Problem to solve
Go line by line through the data and copy those with the word "segment".
[Material to process]
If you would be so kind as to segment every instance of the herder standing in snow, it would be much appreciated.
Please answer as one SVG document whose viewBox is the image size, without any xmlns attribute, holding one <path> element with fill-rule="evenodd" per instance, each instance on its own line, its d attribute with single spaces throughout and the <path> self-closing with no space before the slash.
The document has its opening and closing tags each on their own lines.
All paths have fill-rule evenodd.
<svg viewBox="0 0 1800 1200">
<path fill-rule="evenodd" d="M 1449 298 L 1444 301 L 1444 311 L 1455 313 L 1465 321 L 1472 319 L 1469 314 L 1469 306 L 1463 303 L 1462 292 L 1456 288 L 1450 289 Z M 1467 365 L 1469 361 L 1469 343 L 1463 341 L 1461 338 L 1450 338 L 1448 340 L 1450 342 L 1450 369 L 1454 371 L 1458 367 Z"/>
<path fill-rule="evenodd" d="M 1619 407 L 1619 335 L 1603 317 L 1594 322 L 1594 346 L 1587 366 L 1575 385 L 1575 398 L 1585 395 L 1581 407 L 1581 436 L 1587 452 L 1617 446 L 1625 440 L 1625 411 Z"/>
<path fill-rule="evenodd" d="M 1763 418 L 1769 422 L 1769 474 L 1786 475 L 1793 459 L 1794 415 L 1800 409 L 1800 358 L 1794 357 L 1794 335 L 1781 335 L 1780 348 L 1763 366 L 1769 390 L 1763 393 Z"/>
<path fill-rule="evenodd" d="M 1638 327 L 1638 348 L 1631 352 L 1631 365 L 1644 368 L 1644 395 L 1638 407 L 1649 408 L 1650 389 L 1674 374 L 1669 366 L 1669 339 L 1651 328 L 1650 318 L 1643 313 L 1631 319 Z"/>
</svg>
[/Material to process]
[Material to process]
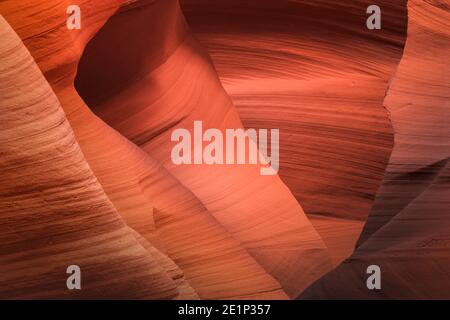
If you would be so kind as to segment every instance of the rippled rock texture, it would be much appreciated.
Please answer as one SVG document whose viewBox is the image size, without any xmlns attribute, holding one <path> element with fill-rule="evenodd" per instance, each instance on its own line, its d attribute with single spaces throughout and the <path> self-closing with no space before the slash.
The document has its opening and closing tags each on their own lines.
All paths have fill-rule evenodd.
[/Material to process]
Task response
If you would be so kind as to segment every instance of the herder standing in snow, it would be much appreciated.
If you would be so kind as to segment every instance of the rippled rock texture, it would be much appreciated.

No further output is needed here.